Reproduce, word for word, the stretch of the passage on flossing below from "Monday, May 04, 2009" through "an infrequent flosser.".

Page excerpt:
----
Monday, May 04, 2009


I was booked a long time ago to give the keynote address at the annual conference of dental hygienists. I wanted to say no, but the request was made with such genuine interest in hope, such confidence in my ability to make it meaningful, that I heard myself agreeing to do it. Deep down inside me I felt the threat, a tiny trickle of fear with the power to wash away the entire dike of my confidence. It was the fear born of an infrequent flosser.
Let me say in our defense, for I know I am not alone in this, that we infrequent flossers are not all cut from the same cloth. Some of us don’t choose the floss-deficient life. The life chooses us. It positions our teeth close together, packs them in tighter than bus riders in rush hour. Try to slide a dental string between bus riders in rush hour! You’ll see just how difficult it is. The string will stick. Then it will fray. Then it will snap downwards causing pain and maybe even bloodshed.
----
Stored records:
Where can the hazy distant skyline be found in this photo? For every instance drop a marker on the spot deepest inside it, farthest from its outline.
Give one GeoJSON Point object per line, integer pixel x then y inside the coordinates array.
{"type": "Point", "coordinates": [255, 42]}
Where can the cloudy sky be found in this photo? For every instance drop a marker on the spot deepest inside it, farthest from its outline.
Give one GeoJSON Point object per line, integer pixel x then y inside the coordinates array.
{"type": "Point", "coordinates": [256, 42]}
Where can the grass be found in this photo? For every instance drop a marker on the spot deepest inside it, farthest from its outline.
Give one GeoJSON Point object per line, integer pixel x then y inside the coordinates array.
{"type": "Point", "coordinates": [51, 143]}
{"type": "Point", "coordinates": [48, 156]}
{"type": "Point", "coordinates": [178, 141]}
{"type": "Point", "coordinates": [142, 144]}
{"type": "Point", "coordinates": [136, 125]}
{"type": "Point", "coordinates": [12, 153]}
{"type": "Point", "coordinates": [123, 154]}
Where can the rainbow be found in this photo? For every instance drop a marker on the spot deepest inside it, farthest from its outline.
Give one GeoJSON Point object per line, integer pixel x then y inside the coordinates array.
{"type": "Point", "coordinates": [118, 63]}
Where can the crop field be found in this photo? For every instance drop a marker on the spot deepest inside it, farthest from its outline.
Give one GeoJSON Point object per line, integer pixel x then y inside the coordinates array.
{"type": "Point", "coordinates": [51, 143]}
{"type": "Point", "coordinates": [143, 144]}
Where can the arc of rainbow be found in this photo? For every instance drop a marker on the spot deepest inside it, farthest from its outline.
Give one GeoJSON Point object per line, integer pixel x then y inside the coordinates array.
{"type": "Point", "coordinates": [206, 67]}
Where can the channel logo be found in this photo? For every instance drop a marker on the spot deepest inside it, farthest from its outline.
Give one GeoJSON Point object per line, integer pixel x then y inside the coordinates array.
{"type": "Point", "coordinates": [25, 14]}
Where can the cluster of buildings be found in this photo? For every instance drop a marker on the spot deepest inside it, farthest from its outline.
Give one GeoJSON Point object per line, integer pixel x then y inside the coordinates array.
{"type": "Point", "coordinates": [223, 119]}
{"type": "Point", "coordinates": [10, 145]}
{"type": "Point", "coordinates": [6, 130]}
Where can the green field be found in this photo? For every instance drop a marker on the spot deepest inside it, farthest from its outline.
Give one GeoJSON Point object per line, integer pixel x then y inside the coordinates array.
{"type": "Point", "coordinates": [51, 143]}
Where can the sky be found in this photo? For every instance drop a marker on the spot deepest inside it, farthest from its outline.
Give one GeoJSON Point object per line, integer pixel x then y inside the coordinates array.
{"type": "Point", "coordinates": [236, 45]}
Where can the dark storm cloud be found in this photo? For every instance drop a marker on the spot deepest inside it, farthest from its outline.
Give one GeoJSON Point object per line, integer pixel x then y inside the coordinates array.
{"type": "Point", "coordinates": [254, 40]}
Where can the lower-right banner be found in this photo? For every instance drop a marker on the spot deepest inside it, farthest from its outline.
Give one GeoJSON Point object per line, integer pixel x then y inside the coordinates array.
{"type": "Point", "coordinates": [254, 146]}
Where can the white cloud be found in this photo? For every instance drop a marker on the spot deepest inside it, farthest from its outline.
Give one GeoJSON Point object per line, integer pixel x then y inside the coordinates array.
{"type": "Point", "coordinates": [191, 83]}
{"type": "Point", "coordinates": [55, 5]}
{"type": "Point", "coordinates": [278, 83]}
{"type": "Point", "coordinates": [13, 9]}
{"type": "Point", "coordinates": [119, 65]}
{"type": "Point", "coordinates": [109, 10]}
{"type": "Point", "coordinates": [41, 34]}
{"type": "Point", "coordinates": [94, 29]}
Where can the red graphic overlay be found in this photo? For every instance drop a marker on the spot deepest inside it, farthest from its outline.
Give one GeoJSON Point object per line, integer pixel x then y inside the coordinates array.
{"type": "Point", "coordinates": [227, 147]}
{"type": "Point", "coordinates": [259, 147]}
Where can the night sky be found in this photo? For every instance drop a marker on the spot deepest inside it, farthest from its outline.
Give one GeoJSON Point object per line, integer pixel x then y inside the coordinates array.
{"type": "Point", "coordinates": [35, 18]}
----
Answer to this problem:
Monday, May 04, 2009


I was booked a long time ago to give the keynote address at the annual conference of dental hygienists. I wanted to say no, but the request was made with such genuine interest in hope, such confidence in my ability to make it meaningful, that I heard myself agreeing to do it. Deep down inside me I felt the threat, a tiny trickle of fear with the power to wash away the entire dike of my confidence. It was the fear born of an infrequent flosser.